▸ **Exercise description**: Reproduce the following rows verbatim, omitting the pictures from your answer.
• • • • • • •
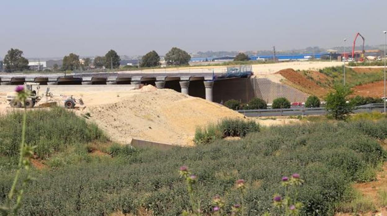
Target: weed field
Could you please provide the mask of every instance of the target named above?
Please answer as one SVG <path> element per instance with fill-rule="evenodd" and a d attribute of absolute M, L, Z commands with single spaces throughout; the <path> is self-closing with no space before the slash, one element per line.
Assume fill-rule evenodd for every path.
<path fill-rule="evenodd" d="M 42 113 L 31 115 L 40 117 L 41 121 L 51 119 L 59 122 L 64 115 L 73 115 L 60 110 L 39 112 Z M 57 112 L 53 116 L 50 112 Z M 10 119 L 15 120 L 7 122 L 10 125 L 3 123 L 10 117 L 0 121 L 2 130 L 17 128 L 18 114 L 12 115 Z M 83 119 L 74 121 L 79 121 L 73 122 L 77 129 L 71 133 L 78 140 L 54 142 L 54 136 L 41 143 L 37 142 L 38 139 L 30 138 L 34 144 L 58 143 L 63 148 L 50 145 L 48 149 L 52 151 L 48 152 L 52 153 L 39 155 L 48 168 L 33 170 L 36 180 L 25 192 L 20 215 L 103 215 L 117 211 L 135 214 L 140 208 L 155 215 L 178 215 L 189 206 L 185 183 L 178 172 L 182 165 L 198 177 L 197 194 L 204 213 L 211 211 L 211 197 L 217 194 L 224 197 L 228 206 L 238 202 L 234 182 L 239 179 L 246 181 L 245 203 L 248 214 L 271 211 L 273 194 L 284 192 L 278 184 L 281 177 L 297 172 L 305 180 L 298 192 L 298 200 L 304 205 L 302 214 L 331 214 L 351 183 L 375 179 L 375 169 L 386 155 L 377 141 L 387 137 L 385 120 L 264 128 L 240 140 L 220 139 L 166 151 L 113 145 L 103 150 L 103 155 L 92 156 L 88 155 L 87 142 L 102 141 L 103 136 Z M 82 128 L 87 129 L 75 125 L 79 124 L 86 124 Z M 29 125 L 37 127 L 33 125 Z M 43 134 L 51 129 L 57 131 L 54 134 L 65 134 L 69 129 L 56 124 L 51 127 L 36 128 Z M 0 139 L 2 146 L 12 143 L 3 137 L 12 140 L 17 136 L 3 134 L 5 136 Z M 71 144 L 75 143 L 78 145 Z M 1 158 L 11 155 L 2 154 Z M 74 161 L 53 163 L 66 158 Z M 2 167 L 12 162 L 3 160 L 0 163 Z M 2 170 L 5 174 L 0 176 L 0 203 L 11 184 L 14 172 L 10 169 Z"/>

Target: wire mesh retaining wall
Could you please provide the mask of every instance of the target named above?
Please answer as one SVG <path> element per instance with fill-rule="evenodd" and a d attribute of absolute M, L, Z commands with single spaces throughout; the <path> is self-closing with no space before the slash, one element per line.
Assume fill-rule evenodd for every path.
<path fill-rule="evenodd" d="M 309 97 L 309 95 L 299 90 L 266 78 L 255 77 L 253 82 L 255 97 L 262 98 L 268 104 L 281 97 L 285 97 L 291 102 L 304 102 Z"/>

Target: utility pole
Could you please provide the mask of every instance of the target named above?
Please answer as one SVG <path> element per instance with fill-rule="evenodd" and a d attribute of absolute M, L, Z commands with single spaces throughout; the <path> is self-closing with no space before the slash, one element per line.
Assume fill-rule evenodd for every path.
<path fill-rule="evenodd" d="M 273 46 L 273 60 L 276 62 L 276 46 Z"/>
<path fill-rule="evenodd" d="M 383 100 L 384 101 L 384 104 L 385 115 L 386 114 L 386 43 L 387 42 L 386 39 L 386 33 L 387 31 L 383 32 L 383 33 L 384 34 L 384 98 L 383 99 Z"/>
<path fill-rule="evenodd" d="M 345 85 L 345 41 L 346 38 L 344 38 L 344 85 Z"/>

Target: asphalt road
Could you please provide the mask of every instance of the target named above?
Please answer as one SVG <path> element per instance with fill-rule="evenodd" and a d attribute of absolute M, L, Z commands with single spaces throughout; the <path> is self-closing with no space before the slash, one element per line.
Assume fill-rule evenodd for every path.
<path fill-rule="evenodd" d="M 382 112 L 383 111 L 382 108 L 362 108 L 354 110 L 353 112 L 354 113 L 359 113 L 361 112 Z M 270 109 L 266 110 L 264 111 L 238 111 L 240 113 L 244 114 L 247 117 L 257 117 L 259 116 L 312 116 L 312 115 L 325 115 L 327 112 L 325 109 L 324 108 L 320 109 L 313 109 L 312 110 L 304 109 L 302 110 L 294 110 L 293 109 L 284 109 L 282 111 L 279 110 L 273 110 L 272 111 Z"/>

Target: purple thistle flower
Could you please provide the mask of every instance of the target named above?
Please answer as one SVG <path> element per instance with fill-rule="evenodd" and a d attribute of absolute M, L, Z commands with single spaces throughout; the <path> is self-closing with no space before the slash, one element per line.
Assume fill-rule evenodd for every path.
<path fill-rule="evenodd" d="M 18 85 L 15 89 L 15 91 L 18 93 L 23 91 L 24 91 L 24 86 L 22 85 Z"/>
<path fill-rule="evenodd" d="M 291 177 L 295 179 L 300 179 L 300 174 L 298 173 L 295 173 L 291 175 Z"/>
<path fill-rule="evenodd" d="M 273 200 L 274 200 L 275 202 L 281 202 L 281 199 L 282 199 L 282 198 L 280 196 L 276 196 L 274 197 L 274 198 L 273 199 Z"/>
<path fill-rule="evenodd" d="M 185 166 L 182 166 L 180 167 L 180 171 L 186 171 L 187 170 L 188 170 L 188 167 Z"/>

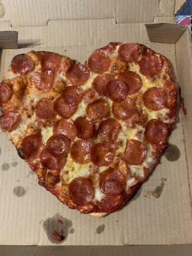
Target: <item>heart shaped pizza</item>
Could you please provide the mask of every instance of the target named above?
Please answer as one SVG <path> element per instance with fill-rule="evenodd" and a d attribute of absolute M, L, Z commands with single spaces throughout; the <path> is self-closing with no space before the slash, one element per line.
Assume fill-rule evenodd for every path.
<path fill-rule="evenodd" d="M 120 209 L 157 164 L 176 120 L 167 59 L 109 43 L 84 65 L 46 51 L 17 55 L 0 86 L 3 131 L 39 184 L 71 209 Z"/>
• • • • • • •
▸ **Solution**:
Target: weed field
Could you please provide the mask of every instance of the target named above?
Please answer as one SVG <path> element per instance with fill-rule="evenodd" and a d attribute of absolute M, L, Z commands with single spaces throughout; the <path> is self-closing with no space before the slash, one element per line.
Assume fill-rule evenodd for every path.
<path fill-rule="evenodd" d="M 42 113 L 31 115 L 40 117 L 41 121 L 51 119 L 59 122 L 64 115 L 73 115 L 60 110 L 39 112 Z M 57 112 L 53 116 L 50 112 Z M 10 119 L 15 120 L 7 122 L 10 125 L 3 123 L 10 117 L 0 121 L 2 130 L 17 128 L 18 114 L 12 115 Z M 83 119 L 74 121 L 79 121 L 73 122 L 77 129 L 71 133 L 78 140 L 54 142 L 54 136 L 41 143 L 37 142 L 38 139 L 30 138 L 34 144 L 58 143 L 63 148 L 50 145 L 48 149 L 52 151 L 48 152 L 52 153 L 39 155 L 48 168 L 33 170 L 36 180 L 25 192 L 20 215 L 103 215 L 117 211 L 135 214 L 140 208 L 155 215 L 178 215 L 189 206 L 185 183 L 178 172 L 182 165 L 198 177 L 197 194 L 204 213 L 211 211 L 211 197 L 217 194 L 224 197 L 228 206 L 238 202 L 234 182 L 239 179 L 246 181 L 245 203 L 248 214 L 271 211 L 273 194 L 284 192 L 278 184 L 281 177 L 297 172 L 305 180 L 298 192 L 298 200 L 304 205 L 302 214 L 331 214 L 351 183 L 375 179 L 375 169 L 386 155 L 377 141 L 387 137 L 385 120 L 264 128 L 240 140 L 220 139 L 166 151 L 113 145 L 103 150 L 103 155 L 92 156 L 88 155 L 87 142 L 102 141 L 103 136 Z M 82 128 L 87 129 L 75 125 L 79 124 L 86 124 Z M 29 125 L 37 127 L 33 125 Z M 43 134 L 51 129 L 57 131 L 54 134 L 65 134 L 69 129 L 56 124 L 51 127 L 36 128 Z M 0 139 L 2 146 L 12 143 L 3 137 L 12 140 L 17 136 L 3 134 L 5 136 Z M 71 144 L 75 143 L 78 145 Z M 1 158 L 11 155 L 2 154 Z M 74 161 L 53 163 L 66 158 Z M 2 167 L 12 162 L 3 160 L 0 163 Z M 2 170 L 5 174 L 0 176 L 0 203 L 11 184 L 14 172 L 10 169 Z"/>

Target: wire mesh retaining wall
Could you please provide the mask of every instance of the target named above?
Please answer as one SVG <path> element per instance with fill-rule="evenodd" and a d attribute of absolute M, L, Z commands with single spaces throughout; the <path> is self-closing with no space before the slash, one element per line.
Assume fill-rule evenodd for every path.
<path fill-rule="evenodd" d="M 309 97 L 309 95 L 299 90 L 266 78 L 255 77 L 253 82 L 255 97 L 262 98 L 268 104 L 281 97 L 285 97 L 291 102 L 304 102 Z"/>

Target: utility pole
Could you please provide the mask of every instance of the target named above?
Please answer as one SVG <path> element per instance with fill-rule="evenodd" and a d attribute of absolute M, L, Z commands with single spaces throughout; the <path> is self-closing with no space before the slash, one element per line.
Assume fill-rule evenodd for every path.
<path fill-rule="evenodd" d="M 273 46 L 273 60 L 276 62 L 276 46 Z"/>
<path fill-rule="evenodd" d="M 383 100 L 384 101 L 384 104 L 385 115 L 386 114 L 386 43 L 387 42 L 386 39 L 386 33 L 387 31 L 383 32 L 383 33 L 384 34 L 384 98 L 383 99 Z"/>
<path fill-rule="evenodd" d="M 345 85 L 345 41 L 346 38 L 344 38 L 344 85 Z"/>

Target: asphalt road
Could you please provide the mask of every instance of the target named above?
Please answer as one SVG <path> element per instance with fill-rule="evenodd" and a d attribute of absolute M, L, Z commands with single spaces throughout; the <path> is self-closing with no space before the slash, one element per line.
Assume fill-rule evenodd for every path.
<path fill-rule="evenodd" d="M 382 112 L 383 111 L 382 108 L 362 108 L 354 110 L 353 112 L 354 113 L 359 113 L 361 112 Z M 270 109 L 266 110 L 264 111 L 238 111 L 240 113 L 244 114 L 247 117 L 257 117 L 259 116 L 312 116 L 312 115 L 325 115 L 327 112 L 325 109 L 324 108 L 320 109 L 313 109 L 312 110 L 304 109 L 302 110 L 294 110 L 293 109 L 284 109 L 282 111 L 279 110 L 273 110 L 272 111 Z"/>

Target: purple thistle flower
Could you please provide the mask of every instance of the target named above?
Please answer as one SVG <path> element per instance with fill-rule="evenodd" and a d attribute of absolute M, L, Z commands with single spaces throughout; the <path> is self-closing with no space before the slash, one element per line.
Assume fill-rule evenodd for every path.
<path fill-rule="evenodd" d="M 18 85 L 15 89 L 15 91 L 18 93 L 23 91 L 24 91 L 24 86 L 22 85 Z"/>
<path fill-rule="evenodd" d="M 291 177 L 295 179 L 300 179 L 300 174 L 298 173 L 295 173 L 291 175 Z"/>
<path fill-rule="evenodd" d="M 273 200 L 274 200 L 275 202 L 281 202 L 281 199 L 282 199 L 282 198 L 280 196 L 276 196 L 274 197 L 274 198 L 273 199 Z"/>
<path fill-rule="evenodd" d="M 185 166 L 182 166 L 180 167 L 180 171 L 186 171 L 187 170 L 188 170 L 188 167 Z"/>

Target: <item>heart shaped pizza</item>
Could you please provide the mask of every instance of the target named above?
Please answer as one SVG <path> element per instance with fill-rule="evenodd" and a d attribute of absolute M, L, Z commands with single spaces throughout; the <path> is self-closing with no space before the slash, one element per line.
Assume fill-rule evenodd for every path.
<path fill-rule="evenodd" d="M 120 209 L 157 164 L 176 120 L 167 59 L 109 43 L 84 65 L 46 51 L 17 55 L 0 86 L 3 131 L 39 184 L 71 209 Z"/>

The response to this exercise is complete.